(Material to process)
* * * *
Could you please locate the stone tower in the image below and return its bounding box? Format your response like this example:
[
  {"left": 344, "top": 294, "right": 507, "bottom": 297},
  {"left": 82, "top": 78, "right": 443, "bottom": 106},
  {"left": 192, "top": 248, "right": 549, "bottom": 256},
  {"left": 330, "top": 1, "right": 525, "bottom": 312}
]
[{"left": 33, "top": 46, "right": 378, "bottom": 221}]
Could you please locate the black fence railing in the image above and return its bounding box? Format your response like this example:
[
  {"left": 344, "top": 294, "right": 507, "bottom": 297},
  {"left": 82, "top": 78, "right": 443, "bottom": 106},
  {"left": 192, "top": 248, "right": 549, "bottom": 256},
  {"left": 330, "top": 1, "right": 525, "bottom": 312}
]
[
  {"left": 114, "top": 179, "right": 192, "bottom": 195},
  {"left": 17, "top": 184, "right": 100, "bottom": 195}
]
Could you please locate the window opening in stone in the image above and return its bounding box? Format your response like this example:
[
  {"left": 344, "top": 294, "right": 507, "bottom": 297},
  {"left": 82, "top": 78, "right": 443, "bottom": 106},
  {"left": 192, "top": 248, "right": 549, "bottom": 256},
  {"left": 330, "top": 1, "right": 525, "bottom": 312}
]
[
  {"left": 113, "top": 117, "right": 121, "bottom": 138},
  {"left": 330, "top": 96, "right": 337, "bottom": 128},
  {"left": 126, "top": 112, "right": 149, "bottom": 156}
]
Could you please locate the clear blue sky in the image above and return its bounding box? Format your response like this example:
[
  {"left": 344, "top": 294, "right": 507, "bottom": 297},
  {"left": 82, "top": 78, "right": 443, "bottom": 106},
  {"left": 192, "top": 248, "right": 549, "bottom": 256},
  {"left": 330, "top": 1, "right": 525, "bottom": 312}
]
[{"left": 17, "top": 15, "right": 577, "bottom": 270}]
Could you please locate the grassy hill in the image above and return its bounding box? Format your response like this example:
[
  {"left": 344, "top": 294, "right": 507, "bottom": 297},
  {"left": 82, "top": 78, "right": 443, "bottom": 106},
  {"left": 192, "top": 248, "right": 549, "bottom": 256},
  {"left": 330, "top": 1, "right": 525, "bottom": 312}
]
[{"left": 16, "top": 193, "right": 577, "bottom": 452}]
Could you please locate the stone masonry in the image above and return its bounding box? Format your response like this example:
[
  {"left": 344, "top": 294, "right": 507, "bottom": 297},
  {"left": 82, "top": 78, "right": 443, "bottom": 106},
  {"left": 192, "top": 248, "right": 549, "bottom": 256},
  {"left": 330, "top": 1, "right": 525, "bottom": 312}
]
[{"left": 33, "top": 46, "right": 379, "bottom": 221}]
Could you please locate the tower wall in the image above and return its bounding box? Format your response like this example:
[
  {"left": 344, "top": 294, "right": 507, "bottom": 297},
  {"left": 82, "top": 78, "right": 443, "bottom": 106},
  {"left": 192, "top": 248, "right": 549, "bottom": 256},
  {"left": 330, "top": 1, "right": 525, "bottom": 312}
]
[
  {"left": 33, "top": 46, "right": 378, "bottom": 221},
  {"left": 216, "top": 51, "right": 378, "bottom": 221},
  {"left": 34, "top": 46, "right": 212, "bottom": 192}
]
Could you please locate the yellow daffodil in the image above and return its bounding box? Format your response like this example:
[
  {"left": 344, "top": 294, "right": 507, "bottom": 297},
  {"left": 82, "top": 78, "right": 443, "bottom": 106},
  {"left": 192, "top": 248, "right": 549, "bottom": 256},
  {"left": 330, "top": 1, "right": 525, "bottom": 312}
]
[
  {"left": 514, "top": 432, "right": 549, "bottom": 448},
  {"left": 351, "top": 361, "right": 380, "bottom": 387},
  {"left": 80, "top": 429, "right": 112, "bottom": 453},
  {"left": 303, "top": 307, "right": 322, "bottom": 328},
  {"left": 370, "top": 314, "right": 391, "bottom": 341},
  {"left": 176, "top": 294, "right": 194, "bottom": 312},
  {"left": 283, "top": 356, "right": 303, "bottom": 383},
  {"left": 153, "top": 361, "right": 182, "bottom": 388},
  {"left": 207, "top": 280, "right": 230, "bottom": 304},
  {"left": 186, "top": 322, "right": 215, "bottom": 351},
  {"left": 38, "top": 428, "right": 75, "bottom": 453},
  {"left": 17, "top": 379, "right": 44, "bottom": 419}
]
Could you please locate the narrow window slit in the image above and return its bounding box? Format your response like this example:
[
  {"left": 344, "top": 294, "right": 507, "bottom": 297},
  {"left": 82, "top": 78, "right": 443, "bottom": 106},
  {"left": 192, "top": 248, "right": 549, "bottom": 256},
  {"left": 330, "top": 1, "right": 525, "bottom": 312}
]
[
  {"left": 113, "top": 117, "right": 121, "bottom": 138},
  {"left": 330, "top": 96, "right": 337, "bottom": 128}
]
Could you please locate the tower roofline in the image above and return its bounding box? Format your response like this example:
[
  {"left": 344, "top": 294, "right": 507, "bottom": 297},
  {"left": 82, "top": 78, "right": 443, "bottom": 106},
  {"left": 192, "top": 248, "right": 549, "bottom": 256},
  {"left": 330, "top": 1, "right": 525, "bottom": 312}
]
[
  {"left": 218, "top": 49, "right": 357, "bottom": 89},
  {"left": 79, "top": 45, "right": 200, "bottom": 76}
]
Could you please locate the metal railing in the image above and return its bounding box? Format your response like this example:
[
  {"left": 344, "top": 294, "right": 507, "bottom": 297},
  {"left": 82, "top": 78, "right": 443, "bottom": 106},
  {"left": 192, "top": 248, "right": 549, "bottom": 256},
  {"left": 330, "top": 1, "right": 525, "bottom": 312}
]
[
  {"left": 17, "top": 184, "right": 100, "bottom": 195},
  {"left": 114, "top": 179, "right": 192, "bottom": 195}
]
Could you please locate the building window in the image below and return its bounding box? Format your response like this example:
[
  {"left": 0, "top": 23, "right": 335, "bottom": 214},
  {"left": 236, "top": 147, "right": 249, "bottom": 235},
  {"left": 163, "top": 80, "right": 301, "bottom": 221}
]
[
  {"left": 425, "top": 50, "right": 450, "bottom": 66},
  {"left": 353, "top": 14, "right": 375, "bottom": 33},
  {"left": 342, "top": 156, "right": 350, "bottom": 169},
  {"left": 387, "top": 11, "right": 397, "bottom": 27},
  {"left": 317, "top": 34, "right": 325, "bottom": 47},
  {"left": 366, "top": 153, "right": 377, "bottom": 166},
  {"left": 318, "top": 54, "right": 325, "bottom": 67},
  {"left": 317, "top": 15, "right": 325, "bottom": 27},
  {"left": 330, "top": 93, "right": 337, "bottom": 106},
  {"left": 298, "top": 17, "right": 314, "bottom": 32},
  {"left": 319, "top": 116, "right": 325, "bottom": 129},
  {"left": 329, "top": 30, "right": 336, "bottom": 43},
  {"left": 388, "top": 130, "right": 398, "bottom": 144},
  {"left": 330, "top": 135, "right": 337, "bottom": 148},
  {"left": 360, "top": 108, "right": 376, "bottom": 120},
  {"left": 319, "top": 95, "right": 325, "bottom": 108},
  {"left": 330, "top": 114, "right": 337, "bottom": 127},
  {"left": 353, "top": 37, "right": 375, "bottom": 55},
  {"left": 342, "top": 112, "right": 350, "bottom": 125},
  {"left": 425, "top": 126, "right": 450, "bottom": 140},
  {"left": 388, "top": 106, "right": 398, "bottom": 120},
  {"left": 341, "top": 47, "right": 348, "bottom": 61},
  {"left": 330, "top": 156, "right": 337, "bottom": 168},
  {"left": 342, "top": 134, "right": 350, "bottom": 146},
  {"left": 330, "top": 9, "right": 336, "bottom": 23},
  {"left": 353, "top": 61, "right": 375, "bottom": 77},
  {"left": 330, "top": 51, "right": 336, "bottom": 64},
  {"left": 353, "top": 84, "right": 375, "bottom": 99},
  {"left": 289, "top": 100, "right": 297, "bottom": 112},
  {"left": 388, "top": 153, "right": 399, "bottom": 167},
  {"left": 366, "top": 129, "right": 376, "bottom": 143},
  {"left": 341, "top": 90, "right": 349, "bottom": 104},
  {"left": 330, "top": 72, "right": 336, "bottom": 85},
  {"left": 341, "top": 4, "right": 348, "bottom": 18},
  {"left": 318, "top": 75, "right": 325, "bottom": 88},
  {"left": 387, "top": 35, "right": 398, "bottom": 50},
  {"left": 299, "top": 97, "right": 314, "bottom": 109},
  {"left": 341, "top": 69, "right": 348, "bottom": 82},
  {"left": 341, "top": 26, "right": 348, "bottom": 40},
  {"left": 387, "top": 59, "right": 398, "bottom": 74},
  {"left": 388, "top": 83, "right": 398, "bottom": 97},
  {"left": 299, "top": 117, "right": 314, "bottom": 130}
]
* * * *
(Work to be completed)
Extract every line in the records that contains the word "tower", matching case exactly.

(Completed exercise)
Could you please locate the stone tower in the image below and return its bounding box? Format your response like this example:
Could you please locate the tower wall in the image above and return its bounding box? Format your response like this example:
Could you please locate the tower roofline in the image above and return its bounding box? Format your response like this example:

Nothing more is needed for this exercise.